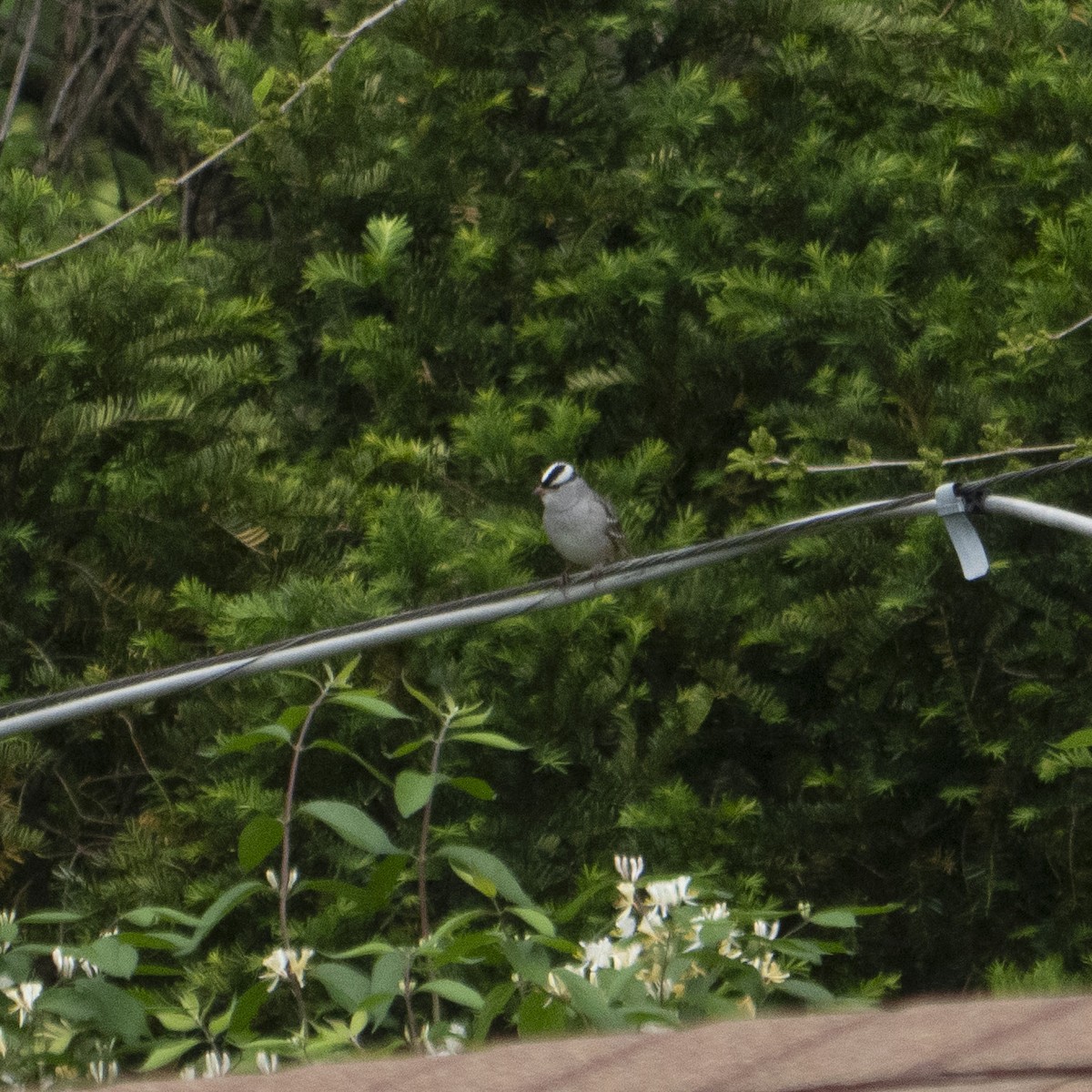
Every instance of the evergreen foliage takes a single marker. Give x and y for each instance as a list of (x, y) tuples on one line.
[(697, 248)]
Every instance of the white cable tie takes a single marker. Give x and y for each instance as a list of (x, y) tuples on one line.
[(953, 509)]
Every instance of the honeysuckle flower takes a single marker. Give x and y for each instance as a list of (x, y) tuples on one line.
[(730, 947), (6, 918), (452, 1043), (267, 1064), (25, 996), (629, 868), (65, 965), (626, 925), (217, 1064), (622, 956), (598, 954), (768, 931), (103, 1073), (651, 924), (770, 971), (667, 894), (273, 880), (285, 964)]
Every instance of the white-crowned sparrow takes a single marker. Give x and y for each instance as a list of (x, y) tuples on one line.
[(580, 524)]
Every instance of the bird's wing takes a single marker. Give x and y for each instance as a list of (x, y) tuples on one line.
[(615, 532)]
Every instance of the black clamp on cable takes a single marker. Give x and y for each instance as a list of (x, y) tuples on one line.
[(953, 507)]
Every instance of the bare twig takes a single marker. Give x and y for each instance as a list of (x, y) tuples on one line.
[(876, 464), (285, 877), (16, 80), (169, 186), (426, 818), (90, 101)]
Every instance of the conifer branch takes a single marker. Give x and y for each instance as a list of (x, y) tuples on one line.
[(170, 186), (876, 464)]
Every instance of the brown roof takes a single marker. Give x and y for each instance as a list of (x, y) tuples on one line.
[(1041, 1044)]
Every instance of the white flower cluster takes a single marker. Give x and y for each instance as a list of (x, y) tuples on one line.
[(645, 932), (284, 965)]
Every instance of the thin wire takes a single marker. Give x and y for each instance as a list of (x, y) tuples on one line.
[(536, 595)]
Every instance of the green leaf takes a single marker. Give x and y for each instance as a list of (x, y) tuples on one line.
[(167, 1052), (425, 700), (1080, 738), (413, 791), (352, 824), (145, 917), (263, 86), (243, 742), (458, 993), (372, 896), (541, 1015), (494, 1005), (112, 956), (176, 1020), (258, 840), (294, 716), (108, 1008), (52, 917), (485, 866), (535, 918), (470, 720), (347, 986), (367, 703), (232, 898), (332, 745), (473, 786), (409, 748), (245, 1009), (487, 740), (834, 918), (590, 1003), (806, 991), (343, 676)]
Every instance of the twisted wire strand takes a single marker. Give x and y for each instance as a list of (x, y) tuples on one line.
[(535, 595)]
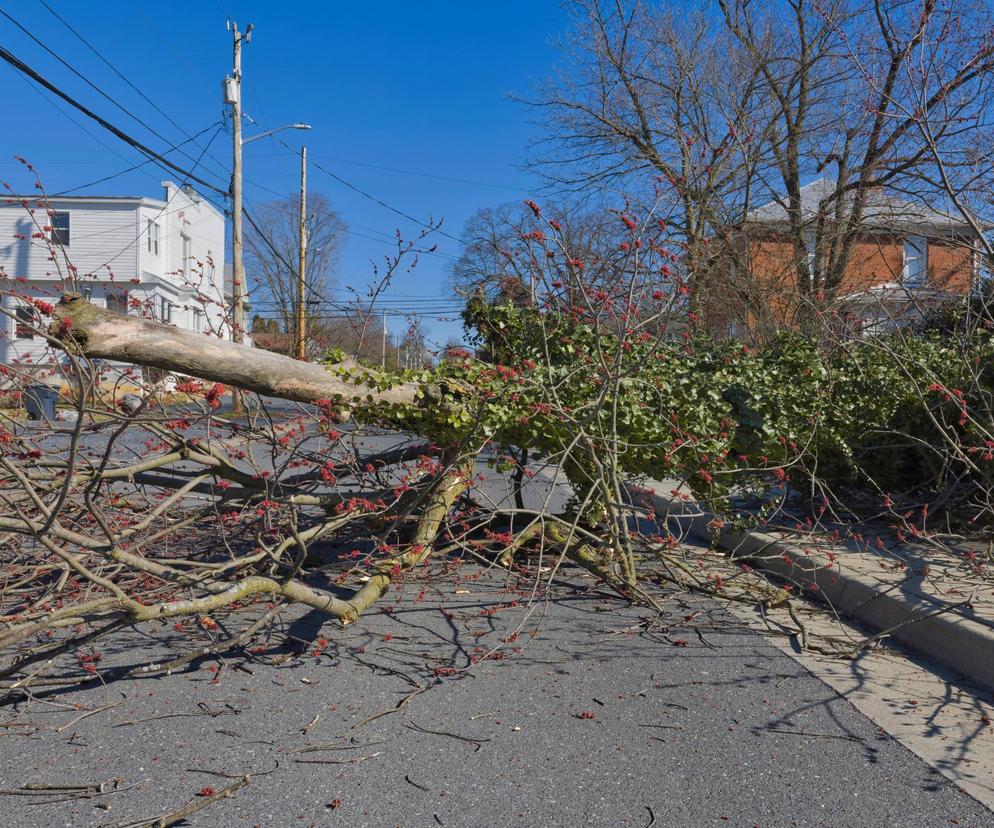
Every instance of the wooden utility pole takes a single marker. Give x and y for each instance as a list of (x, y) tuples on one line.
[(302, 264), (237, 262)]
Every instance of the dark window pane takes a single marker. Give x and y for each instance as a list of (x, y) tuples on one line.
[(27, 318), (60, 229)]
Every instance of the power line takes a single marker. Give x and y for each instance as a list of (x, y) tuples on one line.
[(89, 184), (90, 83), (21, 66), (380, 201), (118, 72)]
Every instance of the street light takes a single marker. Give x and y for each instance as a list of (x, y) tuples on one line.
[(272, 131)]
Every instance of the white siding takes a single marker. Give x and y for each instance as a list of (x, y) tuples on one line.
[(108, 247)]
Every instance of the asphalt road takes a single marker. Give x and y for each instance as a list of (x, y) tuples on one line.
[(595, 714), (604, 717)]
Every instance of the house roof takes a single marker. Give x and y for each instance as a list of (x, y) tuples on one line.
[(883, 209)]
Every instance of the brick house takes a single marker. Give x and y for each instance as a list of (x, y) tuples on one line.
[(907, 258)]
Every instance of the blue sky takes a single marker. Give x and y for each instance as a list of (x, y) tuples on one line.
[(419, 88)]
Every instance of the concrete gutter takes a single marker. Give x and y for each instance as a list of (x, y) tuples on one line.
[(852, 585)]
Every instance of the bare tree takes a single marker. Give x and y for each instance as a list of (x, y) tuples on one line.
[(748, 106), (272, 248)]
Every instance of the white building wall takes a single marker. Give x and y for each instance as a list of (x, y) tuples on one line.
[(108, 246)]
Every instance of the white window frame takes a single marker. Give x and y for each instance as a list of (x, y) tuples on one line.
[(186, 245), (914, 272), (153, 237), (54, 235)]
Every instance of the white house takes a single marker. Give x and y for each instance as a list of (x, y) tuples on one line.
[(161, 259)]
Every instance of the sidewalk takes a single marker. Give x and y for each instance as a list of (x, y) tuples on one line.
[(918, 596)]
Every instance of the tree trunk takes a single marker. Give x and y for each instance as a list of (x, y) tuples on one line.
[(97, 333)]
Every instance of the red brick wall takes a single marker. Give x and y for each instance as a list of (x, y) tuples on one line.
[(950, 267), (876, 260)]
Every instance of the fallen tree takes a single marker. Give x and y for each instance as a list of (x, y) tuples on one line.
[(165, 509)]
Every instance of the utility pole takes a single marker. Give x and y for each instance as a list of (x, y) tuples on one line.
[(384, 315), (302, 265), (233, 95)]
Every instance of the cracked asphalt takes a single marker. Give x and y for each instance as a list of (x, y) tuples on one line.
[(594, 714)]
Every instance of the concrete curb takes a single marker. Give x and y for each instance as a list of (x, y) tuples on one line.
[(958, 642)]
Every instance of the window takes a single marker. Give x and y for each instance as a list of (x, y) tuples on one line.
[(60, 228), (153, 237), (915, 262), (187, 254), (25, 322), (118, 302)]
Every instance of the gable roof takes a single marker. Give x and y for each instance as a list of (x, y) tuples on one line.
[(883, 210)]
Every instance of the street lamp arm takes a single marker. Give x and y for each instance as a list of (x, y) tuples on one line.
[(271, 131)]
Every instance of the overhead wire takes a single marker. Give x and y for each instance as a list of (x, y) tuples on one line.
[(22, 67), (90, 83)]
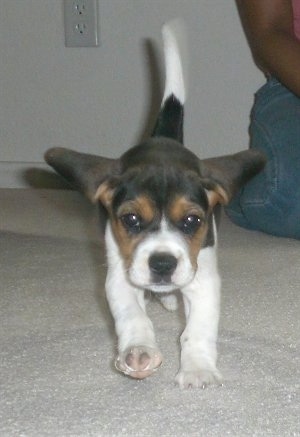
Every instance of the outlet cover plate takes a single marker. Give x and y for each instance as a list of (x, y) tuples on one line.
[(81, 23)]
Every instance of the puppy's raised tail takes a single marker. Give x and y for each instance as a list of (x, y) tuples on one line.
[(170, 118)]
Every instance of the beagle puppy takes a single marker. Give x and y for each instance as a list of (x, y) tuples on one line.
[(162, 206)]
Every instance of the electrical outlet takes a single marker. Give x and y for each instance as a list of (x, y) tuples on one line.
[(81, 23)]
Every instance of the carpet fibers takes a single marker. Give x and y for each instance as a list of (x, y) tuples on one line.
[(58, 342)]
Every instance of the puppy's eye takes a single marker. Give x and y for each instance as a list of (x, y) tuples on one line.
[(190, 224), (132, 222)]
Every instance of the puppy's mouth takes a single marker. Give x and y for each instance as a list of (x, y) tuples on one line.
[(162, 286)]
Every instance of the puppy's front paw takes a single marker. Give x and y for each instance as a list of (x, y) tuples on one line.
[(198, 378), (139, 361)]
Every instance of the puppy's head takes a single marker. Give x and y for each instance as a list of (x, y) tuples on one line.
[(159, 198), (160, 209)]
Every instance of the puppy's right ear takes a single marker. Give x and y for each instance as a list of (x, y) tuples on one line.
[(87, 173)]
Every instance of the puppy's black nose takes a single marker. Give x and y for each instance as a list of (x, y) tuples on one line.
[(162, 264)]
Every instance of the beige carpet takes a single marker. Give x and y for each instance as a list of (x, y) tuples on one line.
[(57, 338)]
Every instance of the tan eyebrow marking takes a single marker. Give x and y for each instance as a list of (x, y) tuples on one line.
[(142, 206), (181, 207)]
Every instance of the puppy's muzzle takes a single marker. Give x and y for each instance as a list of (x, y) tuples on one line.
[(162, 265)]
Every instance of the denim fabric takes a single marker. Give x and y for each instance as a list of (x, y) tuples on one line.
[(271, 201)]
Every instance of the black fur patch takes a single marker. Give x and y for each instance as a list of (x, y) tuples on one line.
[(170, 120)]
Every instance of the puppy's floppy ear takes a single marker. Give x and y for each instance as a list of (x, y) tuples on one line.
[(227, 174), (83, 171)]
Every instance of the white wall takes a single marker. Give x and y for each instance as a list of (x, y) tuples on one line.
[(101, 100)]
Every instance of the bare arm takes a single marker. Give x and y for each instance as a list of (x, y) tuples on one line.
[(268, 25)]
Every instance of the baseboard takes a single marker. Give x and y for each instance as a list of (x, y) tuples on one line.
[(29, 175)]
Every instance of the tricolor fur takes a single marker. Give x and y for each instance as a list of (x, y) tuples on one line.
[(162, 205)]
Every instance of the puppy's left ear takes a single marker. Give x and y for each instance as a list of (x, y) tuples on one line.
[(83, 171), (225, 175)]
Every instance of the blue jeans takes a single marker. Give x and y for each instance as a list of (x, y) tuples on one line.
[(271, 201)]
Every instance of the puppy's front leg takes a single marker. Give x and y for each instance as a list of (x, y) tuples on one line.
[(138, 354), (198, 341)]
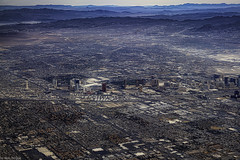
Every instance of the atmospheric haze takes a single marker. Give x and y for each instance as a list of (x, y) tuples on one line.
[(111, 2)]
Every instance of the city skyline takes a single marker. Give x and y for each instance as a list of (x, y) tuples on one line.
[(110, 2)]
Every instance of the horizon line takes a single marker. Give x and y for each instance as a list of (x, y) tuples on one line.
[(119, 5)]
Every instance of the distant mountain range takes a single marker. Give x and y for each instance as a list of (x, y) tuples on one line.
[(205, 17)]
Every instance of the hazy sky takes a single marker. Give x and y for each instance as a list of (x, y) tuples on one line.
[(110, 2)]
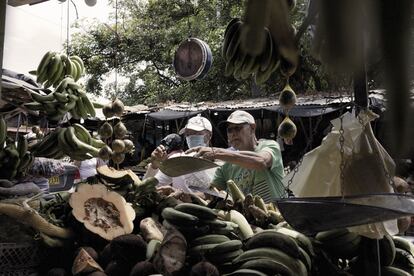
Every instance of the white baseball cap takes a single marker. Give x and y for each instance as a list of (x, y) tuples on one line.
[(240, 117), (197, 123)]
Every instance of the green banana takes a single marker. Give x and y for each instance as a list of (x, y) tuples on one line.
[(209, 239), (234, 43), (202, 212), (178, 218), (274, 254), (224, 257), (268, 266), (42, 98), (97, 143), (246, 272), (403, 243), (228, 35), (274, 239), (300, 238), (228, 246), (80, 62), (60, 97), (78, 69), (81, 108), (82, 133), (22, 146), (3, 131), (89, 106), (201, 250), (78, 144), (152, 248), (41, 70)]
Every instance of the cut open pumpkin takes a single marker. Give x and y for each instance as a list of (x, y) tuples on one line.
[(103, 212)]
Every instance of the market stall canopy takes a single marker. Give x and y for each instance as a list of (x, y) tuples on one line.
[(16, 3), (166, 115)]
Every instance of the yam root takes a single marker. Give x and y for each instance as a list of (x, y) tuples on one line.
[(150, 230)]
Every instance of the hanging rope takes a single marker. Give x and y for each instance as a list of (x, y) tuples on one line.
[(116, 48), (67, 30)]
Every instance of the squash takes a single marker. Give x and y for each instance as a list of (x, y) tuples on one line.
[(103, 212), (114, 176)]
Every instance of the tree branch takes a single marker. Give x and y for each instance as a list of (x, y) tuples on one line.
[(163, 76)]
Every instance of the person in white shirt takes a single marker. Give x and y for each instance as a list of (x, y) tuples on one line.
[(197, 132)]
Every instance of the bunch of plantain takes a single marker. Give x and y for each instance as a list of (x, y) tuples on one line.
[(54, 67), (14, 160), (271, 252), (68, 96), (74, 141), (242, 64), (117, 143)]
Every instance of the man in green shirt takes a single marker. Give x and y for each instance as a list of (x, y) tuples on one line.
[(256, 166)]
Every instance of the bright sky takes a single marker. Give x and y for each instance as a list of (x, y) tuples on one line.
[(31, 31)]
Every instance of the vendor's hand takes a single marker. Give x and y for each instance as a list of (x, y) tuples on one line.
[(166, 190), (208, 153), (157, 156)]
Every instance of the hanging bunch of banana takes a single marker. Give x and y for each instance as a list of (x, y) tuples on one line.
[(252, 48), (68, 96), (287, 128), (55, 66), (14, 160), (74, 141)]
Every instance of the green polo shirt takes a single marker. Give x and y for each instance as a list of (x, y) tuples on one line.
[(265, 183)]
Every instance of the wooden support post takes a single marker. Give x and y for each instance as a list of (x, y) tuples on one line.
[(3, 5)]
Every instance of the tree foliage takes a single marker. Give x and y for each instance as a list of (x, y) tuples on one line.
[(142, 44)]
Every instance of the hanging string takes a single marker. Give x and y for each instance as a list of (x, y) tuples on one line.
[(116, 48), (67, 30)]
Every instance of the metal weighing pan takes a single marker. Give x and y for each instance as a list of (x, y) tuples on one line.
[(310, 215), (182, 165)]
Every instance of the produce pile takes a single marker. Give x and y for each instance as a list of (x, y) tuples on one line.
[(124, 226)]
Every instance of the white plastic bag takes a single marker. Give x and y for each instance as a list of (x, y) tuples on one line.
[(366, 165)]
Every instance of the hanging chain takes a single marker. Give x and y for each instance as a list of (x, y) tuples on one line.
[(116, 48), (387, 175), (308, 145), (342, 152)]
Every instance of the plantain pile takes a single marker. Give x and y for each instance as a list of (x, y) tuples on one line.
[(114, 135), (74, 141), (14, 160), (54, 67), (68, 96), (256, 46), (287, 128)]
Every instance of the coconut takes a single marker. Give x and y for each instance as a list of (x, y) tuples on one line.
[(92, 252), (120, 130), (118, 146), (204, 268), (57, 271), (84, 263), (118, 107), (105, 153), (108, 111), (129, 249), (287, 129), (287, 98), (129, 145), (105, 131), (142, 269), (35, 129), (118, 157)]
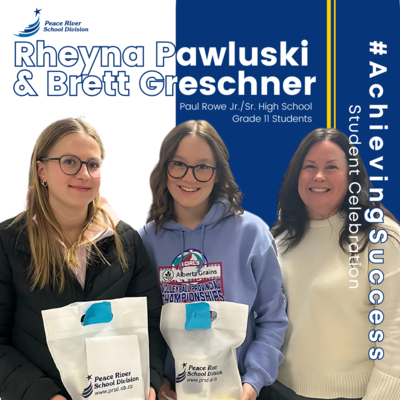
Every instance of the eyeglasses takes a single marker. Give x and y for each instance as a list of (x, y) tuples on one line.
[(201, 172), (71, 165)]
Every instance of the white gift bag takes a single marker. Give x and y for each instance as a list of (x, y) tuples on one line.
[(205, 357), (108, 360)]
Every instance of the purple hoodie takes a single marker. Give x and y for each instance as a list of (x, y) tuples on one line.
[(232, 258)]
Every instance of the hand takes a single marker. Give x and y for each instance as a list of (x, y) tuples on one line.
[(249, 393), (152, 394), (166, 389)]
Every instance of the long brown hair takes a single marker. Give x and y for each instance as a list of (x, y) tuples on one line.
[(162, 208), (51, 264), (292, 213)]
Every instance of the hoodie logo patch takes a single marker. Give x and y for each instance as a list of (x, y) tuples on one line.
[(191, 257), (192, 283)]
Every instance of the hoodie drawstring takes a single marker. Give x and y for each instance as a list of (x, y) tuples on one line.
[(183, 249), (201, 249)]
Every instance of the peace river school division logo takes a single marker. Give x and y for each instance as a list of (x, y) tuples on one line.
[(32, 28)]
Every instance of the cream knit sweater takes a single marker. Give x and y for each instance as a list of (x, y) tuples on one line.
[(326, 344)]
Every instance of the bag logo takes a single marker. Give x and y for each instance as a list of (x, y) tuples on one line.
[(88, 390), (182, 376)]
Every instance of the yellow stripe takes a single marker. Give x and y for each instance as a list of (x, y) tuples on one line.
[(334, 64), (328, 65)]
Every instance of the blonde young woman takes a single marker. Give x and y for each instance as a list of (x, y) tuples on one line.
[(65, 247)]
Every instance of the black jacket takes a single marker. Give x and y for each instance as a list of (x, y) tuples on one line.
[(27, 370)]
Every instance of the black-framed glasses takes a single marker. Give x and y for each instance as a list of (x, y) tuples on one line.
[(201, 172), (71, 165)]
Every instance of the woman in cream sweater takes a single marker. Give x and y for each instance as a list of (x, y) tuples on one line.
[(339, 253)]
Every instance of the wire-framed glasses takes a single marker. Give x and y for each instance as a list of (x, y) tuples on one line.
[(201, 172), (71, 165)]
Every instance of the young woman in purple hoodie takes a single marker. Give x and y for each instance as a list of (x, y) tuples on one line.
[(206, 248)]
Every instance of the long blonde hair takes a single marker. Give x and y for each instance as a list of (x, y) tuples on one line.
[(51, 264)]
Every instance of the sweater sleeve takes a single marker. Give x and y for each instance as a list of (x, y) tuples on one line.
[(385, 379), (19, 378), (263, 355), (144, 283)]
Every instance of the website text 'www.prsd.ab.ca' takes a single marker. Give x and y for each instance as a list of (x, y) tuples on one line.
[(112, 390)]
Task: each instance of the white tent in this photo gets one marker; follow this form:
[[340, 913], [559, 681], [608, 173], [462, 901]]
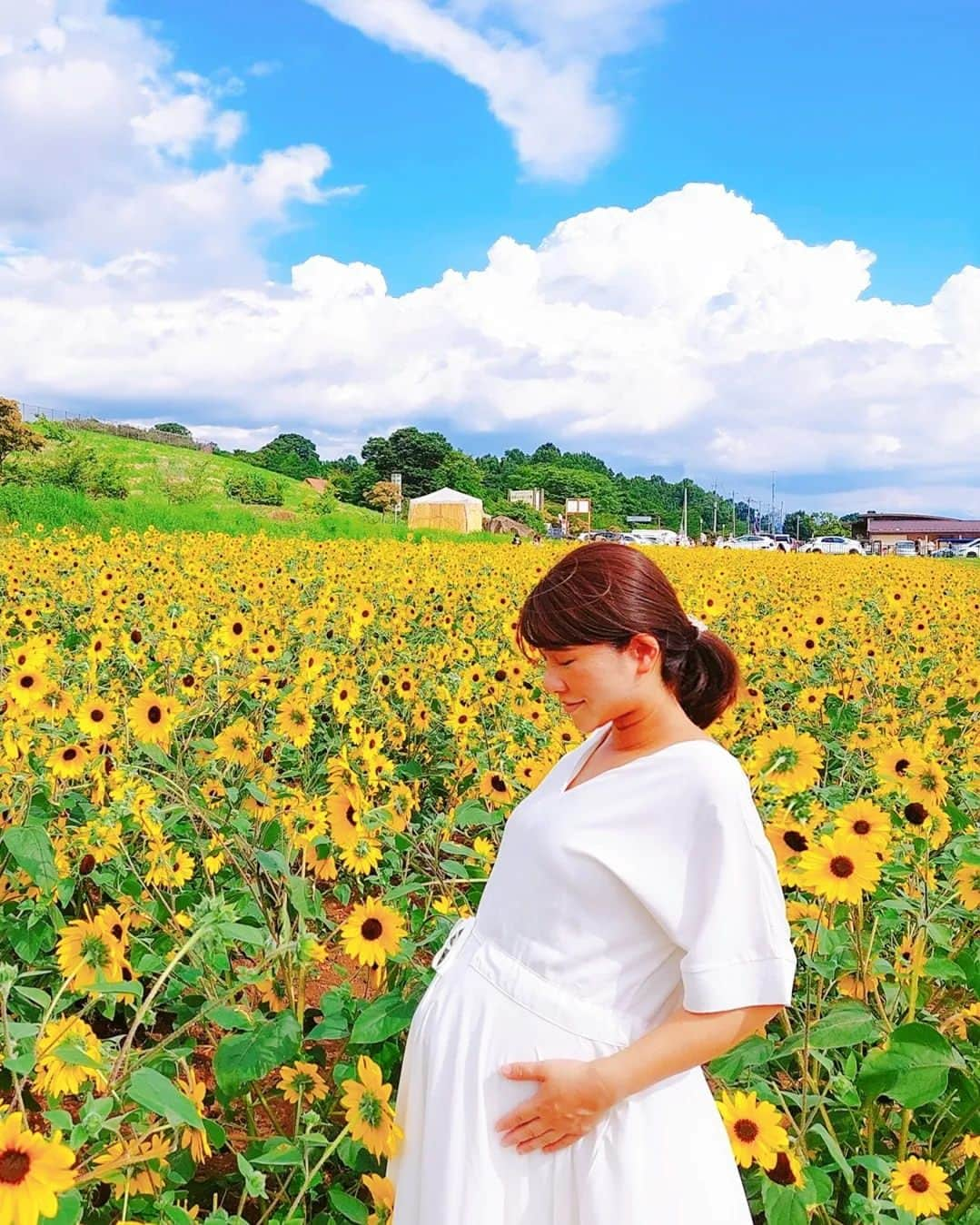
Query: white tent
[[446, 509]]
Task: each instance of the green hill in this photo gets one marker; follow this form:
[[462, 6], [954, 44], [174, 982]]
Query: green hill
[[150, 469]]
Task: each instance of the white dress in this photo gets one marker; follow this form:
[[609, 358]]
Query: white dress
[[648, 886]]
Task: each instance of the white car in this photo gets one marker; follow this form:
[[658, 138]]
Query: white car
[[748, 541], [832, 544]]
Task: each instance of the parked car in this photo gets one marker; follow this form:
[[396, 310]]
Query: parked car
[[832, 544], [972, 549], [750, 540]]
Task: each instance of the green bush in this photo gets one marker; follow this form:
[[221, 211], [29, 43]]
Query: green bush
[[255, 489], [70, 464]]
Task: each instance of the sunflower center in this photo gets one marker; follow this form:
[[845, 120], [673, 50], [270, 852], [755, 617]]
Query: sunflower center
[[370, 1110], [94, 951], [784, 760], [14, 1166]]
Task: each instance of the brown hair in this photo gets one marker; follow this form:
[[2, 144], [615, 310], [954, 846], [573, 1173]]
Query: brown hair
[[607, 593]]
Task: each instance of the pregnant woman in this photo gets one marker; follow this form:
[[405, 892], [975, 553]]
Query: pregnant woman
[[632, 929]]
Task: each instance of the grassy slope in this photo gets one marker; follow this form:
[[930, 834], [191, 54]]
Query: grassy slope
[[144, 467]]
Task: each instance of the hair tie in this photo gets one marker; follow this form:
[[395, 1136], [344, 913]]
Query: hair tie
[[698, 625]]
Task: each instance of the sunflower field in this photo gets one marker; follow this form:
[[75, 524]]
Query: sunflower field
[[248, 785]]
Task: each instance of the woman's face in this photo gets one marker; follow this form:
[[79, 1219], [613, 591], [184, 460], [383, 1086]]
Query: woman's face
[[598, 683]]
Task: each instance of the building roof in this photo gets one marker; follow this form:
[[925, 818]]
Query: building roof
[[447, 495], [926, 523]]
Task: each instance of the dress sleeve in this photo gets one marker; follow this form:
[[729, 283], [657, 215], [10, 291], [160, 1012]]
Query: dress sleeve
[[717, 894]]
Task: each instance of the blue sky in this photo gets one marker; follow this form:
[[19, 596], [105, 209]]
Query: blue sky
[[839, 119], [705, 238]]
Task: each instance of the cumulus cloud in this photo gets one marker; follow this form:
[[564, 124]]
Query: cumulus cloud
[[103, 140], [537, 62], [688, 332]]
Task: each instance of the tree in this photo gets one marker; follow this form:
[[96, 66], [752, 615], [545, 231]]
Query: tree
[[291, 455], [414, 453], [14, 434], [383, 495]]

▶ _WHAT YOU WILL DO_: The span to print begins at the line containing "Task: each instance of the tree" and ends at the final line of the entries; print it exactly and print nothing else.

▶ _RESPONSE_:
Task: each instance of the tree in this photo gets one marker; follow this form:
[[96, 66], [752, 615], [545, 231]]
Query: tree
[[291, 455], [414, 453], [14, 434], [383, 495]]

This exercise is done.